WHAT IS NEEDED — Everything from the line holding "in black ski" through the last line below must be repeated exactly, and nothing else.

** Begin DATA TO PROCESS **

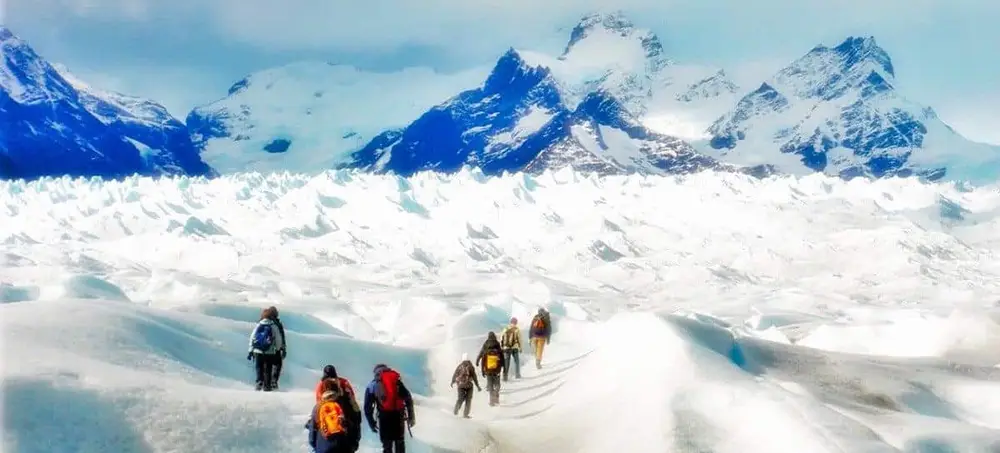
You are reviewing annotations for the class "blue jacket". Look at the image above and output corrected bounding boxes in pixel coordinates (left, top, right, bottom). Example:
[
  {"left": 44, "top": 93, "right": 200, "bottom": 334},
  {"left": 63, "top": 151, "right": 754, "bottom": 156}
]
[{"left": 306, "top": 404, "right": 357, "bottom": 453}]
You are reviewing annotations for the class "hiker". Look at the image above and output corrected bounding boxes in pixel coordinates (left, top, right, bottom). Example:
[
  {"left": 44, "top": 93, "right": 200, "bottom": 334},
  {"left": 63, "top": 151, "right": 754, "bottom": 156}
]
[
  {"left": 451, "top": 353, "right": 483, "bottom": 418},
  {"left": 365, "top": 363, "right": 416, "bottom": 453},
  {"left": 528, "top": 308, "right": 552, "bottom": 368},
  {"left": 306, "top": 379, "right": 360, "bottom": 453},
  {"left": 500, "top": 318, "right": 521, "bottom": 382},
  {"left": 476, "top": 332, "right": 504, "bottom": 406},
  {"left": 267, "top": 305, "right": 288, "bottom": 390},
  {"left": 316, "top": 365, "right": 361, "bottom": 452},
  {"left": 247, "top": 307, "right": 285, "bottom": 392}
]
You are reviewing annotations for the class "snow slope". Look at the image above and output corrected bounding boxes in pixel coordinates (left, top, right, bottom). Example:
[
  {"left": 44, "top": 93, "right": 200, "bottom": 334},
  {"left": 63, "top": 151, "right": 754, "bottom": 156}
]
[
  {"left": 0, "top": 170, "right": 1000, "bottom": 453},
  {"left": 0, "top": 27, "right": 214, "bottom": 179},
  {"left": 709, "top": 37, "right": 1000, "bottom": 182},
  {"left": 187, "top": 61, "right": 485, "bottom": 173}
]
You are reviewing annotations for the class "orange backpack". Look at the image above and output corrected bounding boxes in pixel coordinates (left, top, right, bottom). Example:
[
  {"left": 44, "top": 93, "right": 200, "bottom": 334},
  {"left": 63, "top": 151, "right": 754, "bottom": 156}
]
[{"left": 316, "top": 401, "right": 347, "bottom": 439}]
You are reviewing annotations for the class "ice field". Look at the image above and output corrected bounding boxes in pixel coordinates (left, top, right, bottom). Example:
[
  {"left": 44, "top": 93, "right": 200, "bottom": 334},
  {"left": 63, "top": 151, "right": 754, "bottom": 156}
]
[{"left": 0, "top": 170, "right": 1000, "bottom": 453}]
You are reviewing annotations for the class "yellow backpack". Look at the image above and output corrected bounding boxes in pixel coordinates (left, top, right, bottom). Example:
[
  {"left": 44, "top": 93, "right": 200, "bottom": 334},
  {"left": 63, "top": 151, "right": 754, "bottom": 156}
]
[{"left": 486, "top": 351, "right": 500, "bottom": 371}]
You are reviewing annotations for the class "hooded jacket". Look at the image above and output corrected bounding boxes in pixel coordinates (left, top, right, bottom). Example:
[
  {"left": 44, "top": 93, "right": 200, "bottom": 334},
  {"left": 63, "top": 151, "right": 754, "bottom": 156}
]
[
  {"left": 306, "top": 384, "right": 361, "bottom": 453},
  {"left": 451, "top": 358, "right": 479, "bottom": 389},
  {"left": 249, "top": 318, "right": 285, "bottom": 354},
  {"left": 476, "top": 332, "right": 505, "bottom": 374}
]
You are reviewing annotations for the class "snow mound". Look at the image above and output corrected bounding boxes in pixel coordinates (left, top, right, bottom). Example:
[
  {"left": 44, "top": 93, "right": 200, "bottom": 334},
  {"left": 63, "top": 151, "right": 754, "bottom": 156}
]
[{"left": 0, "top": 171, "right": 1000, "bottom": 453}]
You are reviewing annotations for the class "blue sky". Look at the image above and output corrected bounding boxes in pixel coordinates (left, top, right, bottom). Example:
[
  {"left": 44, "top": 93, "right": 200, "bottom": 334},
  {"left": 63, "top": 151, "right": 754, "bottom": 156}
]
[{"left": 7, "top": 0, "right": 1000, "bottom": 143}]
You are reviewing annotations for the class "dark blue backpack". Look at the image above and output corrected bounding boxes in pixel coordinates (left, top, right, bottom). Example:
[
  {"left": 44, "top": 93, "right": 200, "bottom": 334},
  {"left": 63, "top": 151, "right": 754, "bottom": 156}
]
[{"left": 253, "top": 324, "right": 274, "bottom": 352}]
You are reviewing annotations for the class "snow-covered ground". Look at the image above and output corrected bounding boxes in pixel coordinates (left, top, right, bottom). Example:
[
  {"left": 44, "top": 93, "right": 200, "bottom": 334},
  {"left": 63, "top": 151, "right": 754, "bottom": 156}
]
[{"left": 0, "top": 171, "right": 1000, "bottom": 453}]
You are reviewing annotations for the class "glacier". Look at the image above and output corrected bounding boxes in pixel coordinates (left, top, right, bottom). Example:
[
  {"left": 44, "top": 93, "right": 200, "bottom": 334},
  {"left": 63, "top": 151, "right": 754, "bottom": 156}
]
[
  {"left": 0, "top": 26, "right": 217, "bottom": 179},
  {"left": 0, "top": 168, "right": 1000, "bottom": 453}
]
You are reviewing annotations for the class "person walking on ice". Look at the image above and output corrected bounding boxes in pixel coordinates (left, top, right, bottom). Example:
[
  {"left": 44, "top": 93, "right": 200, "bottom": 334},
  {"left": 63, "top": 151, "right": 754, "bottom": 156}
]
[
  {"left": 500, "top": 318, "right": 521, "bottom": 382},
  {"left": 476, "top": 332, "right": 504, "bottom": 406},
  {"left": 247, "top": 307, "right": 285, "bottom": 392},
  {"left": 364, "top": 363, "right": 416, "bottom": 453},
  {"left": 451, "top": 353, "right": 483, "bottom": 418},
  {"left": 528, "top": 308, "right": 552, "bottom": 368}
]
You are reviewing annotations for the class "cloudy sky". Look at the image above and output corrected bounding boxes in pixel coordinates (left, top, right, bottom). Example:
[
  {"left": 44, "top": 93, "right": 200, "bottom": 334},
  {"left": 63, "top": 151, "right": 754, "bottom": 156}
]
[{"left": 7, "top": 0, "right": 1000, "bottom": 143}]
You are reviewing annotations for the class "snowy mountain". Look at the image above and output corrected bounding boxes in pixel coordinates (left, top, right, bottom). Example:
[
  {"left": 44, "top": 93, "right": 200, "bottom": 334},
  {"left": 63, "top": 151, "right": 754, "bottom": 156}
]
[
  {"left": 338, "top": 14, "right": 767, "bottom": 175},
  {"left": 187, "top": 62, "right": 486, "bottom": 173},
  {"left": 0, "top": 27, "right": 214, "bottom": 179},
  {"left": 339, "top": 49, "right": 764, "bottom": 175},
  {"left": 522, "top": 11, "right": 739, "bottom": 140},
  {"left": 709, "top": 37, "right": 1000, "bottom": 180}
]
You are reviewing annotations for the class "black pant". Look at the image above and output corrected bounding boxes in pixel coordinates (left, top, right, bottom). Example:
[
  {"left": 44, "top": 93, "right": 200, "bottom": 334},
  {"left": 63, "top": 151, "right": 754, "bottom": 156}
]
[
  {"left": 503, "top": 349, "right": 521, "bottom": 381},
  {"left": 486, "top": 373, "right": 500, "bottom": 406},
  {"left": 378, "top": 411, "right": 406, "bottom": 453},
  {"left": 272, "top": 353, "right": 285, "bottom": 387},
  {"left": 253, "top": 353, "right": 281, "bottom": 392},
  {"left": 454, "top": 386, "right": 472, "bottom": 417}
]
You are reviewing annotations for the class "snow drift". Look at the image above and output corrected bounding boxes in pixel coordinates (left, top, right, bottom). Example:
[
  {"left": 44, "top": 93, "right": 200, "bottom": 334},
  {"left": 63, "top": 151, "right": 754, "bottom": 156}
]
[{"left": 0, "top": 171, "right": 1000, "bottom": 453}]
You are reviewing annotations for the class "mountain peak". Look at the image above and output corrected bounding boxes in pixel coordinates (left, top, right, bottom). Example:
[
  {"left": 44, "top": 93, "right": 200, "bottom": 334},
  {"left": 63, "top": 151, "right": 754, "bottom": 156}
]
[
  {"left": 833, "top": 36, "right": 896, "bottom": 77},
  {"left": 561, "top": 10, "right": 670, "bottom": 69},
  {"left": 483, "top": 48, "right": 549, "bottom": 93}
]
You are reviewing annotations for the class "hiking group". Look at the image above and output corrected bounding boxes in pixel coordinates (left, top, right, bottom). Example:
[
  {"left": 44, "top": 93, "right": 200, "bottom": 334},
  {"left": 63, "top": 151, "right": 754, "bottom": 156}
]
[
  {"left": 305, "top": 363, "right": 416, "bottom": 453},
  {"left": 247, "top": 306, "right": 552, "bottom": 453},
  {"left": 451, "top": 308, "right": 552, "bottom": 418},
  {"left": 247, "top": 307, "right": 416, "bottom": 453}
]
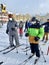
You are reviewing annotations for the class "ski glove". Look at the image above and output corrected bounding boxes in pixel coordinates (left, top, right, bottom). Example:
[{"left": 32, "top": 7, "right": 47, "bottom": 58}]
[
  {"left": 6, "top": 30, "right": 9, "bottom": 34},
  {"left": 35, "top": 37, "right": 40, "bottom": 41},
  {"left": 11, "top": 28, "right": 15, "bottom": 31},
  {"left": 25, "top": 33, "right": 29, "bottom": 37}
]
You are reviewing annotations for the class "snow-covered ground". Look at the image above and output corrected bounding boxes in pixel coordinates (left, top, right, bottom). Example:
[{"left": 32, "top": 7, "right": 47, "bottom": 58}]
[{"left": 0, "top": 24, "right": 49, "bottom": 65}]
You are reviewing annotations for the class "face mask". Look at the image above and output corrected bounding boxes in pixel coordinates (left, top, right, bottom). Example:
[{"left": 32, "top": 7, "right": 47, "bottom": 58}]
[
  {"left": 31, "top": 21, "right": 36, "bottom": 24},
  {"left": 10, "top": 18, "right": 12, "bottom": 20}
]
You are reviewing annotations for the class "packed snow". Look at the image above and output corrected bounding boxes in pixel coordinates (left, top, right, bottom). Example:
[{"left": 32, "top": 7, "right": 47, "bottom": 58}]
[{"left": 0, "top": 24, "right": 49, "bottom": 65}]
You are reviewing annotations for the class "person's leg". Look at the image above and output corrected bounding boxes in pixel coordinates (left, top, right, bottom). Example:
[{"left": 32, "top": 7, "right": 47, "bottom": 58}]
[
  {"left": 9, "top": 36, "right": 14, "bottom": 47},
  {"left": 46, "top": 33, "right": 48, "bottom": 41},
  {"left": 42, "top": 34, "right": 45, "bottom": 41},
  {"left": 30, "top": 43, "right": 35, "bottom": 54},
  {"left": 35, "top": 44, "right": 40, "bottom": 57}
]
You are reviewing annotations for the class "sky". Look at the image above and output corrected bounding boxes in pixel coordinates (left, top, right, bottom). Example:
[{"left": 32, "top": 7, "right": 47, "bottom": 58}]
[{"left": 0, "top": 0, "right": 49, "bottom": 15}]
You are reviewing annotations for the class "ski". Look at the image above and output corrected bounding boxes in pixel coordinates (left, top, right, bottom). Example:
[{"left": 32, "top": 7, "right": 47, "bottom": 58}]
[
  {"left": 18, "top": 55, "right": 33, "bottom": 65},
  {"left": 0, "top": 46, "right": 11, "bottom": 52},
  {"left": 34, "top": 58, "right": 39, "bottom": 65},
  {"left": 22, "top": 46, "right": 29, "bottom": 50},
  {"left": 3, "top": 44, "right": 23, "bottom": 54},
  {"left": 0, "top": 61, "right": 4, "bottom": 65},
  {"left": 23, "top": 48, "right": 30, "bottom": 52},
  {"left": 3, "top": 46, "right": 16, "bottom": 54}
]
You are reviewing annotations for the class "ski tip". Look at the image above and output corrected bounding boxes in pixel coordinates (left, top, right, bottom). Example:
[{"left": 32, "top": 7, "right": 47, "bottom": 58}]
[
  {"left": 3, "top": 53, "right": 6, "bottom": 54},
  {"left": 0, "top": 61, "right": 4, "bottom": 65},
  {"left": 44, "top": 60, "right": 46, "bottom": 62}
]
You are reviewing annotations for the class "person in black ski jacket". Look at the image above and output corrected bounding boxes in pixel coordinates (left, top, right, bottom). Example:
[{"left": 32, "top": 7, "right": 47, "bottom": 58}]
[{"left": 42, "top": 19, "right": 49, "bottom": 43}]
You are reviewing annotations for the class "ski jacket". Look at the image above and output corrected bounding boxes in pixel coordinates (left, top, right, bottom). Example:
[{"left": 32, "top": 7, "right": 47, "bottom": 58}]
[
  {"left": 42, "top": 22, "right": 49, "bottom": 33},
  {"left": 7, "top": 20, "right": 17, "bottom": 35},
  {"left": 27, "top": 24, "right": 44, "bottom": 44}
]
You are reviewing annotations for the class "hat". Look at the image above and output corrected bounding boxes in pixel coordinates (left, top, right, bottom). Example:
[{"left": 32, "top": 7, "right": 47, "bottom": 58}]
[
  {"left": 31, "top": 17, "right": 36, "bottom": 21},
  {"left": 8, "top": 14, "right": 13, "bottom": 18}
]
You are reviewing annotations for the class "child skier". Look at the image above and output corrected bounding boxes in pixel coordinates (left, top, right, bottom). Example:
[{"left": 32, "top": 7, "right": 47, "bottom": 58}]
[
  {"left": 19, "top": 21, "right": 23, "bottom": 37},
  {"left": 6, "top": 14, "right": 19, "bottom": 47},
  {"left": 25, "top": 17, "right": 44, "bottom": 58},
  {"left": 42, "top": 19, "right": 49, "bottom": 43}
]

** End DATA TO PROCESS **

ANSWER TO THE TASK —
You are reviewing annotations for the class "person in black ski jacket". Look at the image above and output corrected bounding boxes in pixel coordinates (left, top, right, bottom). Example:
[{"left": 32, "top": 7, "right": 47, "bottom": 58}]
[{"left": 42, "top": 19, "right": 49, "bottom": 43}]
You are reviewing annotations for the class "ski jacket". Look at the image above and output corrected bounding boxes in pixel coordinates (left, top, right, bottom). Example:
[{"left": 32, "top": 7, "right": 47, "bottom": 58}]
[
  {"left": 42, "top": 22, "right": 49, "bottom": 33},
  {"left": 7, "top": 20, "right": 17, "bottom": 35},
  {"left": 27, "top": 24, "right": 44, "bottom": 44}
]
You are reviewing annotations for the class "hat". Look at the image above and output corrected bounding boxes in pixel coordinates (left, top, right, bottom). Example:
[{"left": 32, "top": 7, "right": 47, "bottom": 58}]
[
  {"left": 31, "top": 17, "right": 36, "bottom": 21},
  {"left": 8, "top": 14, "right": 13, "bottom": 18}
]
You are reviewing annotations for the class "child skier". Look at the image above and output corrected bounding boxes in pixel coordinates (left, top, right, bottom). Example:
[{"left": 32, "top": 7, "right": 47, "bottom": 58}]
[
  {"left": 19, "top": 21, "right": 23, "bottom": 37},
  {"left": 6, "top": 14, "right": 19, "bottom": 47},
  {"left": 25, "top": 17, "right": 44, "bottom": 58},
  {"left": 42, "top": 19, "right": 49, "bottom": 43}
]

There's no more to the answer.